**SELECTED TEXT**.
-- start --
Music by Henry McLean
Cuy Sheffield 00:00
Kai, welcome to tokenized. The show focused on stable coins and the institutional adoption of real world assets. I'm Kai Sheffield, head of crypto at Pisa. Today, I'm at money 2020 recording a special episode here in the booth. We are missing Simon, who forgot his passport, lost his passport. You've got to give Simon some crap about that. But we've got a very amazing guest today. I'm here with Paul frambo, CEO and co founder of Morpho. How's it going? Paul, how's your day been? Hey, it's been great. Thanks for having me. Awesome. And then, two quick bits, before we get into the content, I need to remind you that the views or opinions our contributors say are their own do not necessarily reflect those the companies they represent. Nothing we say should be taken as tax, financial, investment, legal advice. Do your own research. And this podcast is made possible by Visa. All right, let's jump in. We've been going deep down the on chain credit, on chain lending rabbit hole together. Can you take a step back? Just explain what is Morpho? What does Morpho actually do? And how do you explain on chain lending to someone who has never gone down the defi rabbit hole before? Right? So Morpho is on chain lending and borrowing platform, meaning that we enable people to, on one end, earn yield on their assets, and on the other end issue loans, right? And this is all done and settled in a non chain native way. And so effectively, we'll allow someone like a Coinbase, for example, that is offering yield to their users, they would effectively power that yield through the Morph network. And on the other end, you have people paying that rate that are effectively borrowing capital from the more for lenders. And those could also be like Coinbase, but could also be like fintechs and other players, like other exchanges, etc. And so you used this analogy before, of like, you see stable coins as like a checking account, and then this concept of vaults as a savings account. Say, say more about that. Like, do you think every one of these FinTech apps that offer stable coins is going to then offer yield? And what is a vault? Yes, that's right.
-- end --
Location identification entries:
-- start --
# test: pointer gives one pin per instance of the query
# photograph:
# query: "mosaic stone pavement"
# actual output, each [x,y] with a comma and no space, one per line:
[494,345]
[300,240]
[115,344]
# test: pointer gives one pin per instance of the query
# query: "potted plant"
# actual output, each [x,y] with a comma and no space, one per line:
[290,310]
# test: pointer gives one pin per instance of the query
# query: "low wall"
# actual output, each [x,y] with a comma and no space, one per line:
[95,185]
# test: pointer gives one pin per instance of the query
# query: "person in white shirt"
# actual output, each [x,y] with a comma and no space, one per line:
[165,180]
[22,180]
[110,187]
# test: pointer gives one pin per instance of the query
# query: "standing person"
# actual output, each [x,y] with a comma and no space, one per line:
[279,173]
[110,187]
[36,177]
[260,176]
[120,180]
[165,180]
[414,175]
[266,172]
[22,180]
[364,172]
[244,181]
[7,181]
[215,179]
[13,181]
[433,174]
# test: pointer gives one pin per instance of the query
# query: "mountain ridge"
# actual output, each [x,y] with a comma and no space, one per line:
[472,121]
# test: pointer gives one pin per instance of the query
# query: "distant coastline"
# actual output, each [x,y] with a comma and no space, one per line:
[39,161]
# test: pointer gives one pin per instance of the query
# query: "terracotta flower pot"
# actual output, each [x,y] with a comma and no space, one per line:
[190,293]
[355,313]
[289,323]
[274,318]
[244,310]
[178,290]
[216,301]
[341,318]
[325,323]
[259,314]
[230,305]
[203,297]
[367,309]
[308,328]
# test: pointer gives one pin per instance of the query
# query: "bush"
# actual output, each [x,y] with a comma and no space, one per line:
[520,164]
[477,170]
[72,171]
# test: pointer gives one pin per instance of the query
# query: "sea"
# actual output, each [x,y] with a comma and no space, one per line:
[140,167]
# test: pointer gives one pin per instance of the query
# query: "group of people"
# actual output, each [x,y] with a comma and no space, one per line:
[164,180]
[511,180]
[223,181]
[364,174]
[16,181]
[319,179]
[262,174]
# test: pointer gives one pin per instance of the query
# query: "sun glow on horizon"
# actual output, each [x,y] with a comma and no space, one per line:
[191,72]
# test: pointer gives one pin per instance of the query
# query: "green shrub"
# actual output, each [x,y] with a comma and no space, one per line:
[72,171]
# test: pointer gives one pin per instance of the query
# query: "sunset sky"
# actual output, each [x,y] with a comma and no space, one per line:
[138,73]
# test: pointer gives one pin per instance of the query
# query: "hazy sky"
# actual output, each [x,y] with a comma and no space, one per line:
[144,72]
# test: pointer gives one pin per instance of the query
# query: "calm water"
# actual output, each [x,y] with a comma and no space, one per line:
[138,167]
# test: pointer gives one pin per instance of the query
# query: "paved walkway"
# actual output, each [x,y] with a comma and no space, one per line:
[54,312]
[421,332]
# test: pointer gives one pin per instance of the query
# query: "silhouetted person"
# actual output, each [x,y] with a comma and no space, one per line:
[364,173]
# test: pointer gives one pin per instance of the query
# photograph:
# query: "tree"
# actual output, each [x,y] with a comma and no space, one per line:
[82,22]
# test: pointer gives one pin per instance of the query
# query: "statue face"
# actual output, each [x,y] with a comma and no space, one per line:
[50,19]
-- end --
**WRITTEN PROBLEM A**. Using only the podcast transcript, decide whether each statement agrees with it. Answer yes or no for each and quote the words that settle it. (i) Simon is absent from this episode. (ii) The episode is being recorded in a studio at company headquarters. (iii) The podcast is made possible by Visa.
**WRITTEN PROBLEM B**. Tally the lines of the records that contain the string "person", and reply with the number alone.

**WRITTEN ANSWER A**.
(i) Yes: "We are missing Simon, who forgot his passport, lost his passport."
(ii) No: "Today, I'm at money 2020 recording a special episode here in the booth."
(iii) Yes: "And this podcast is made possible by Visa."

**WRITTEN ANSWER B**. 3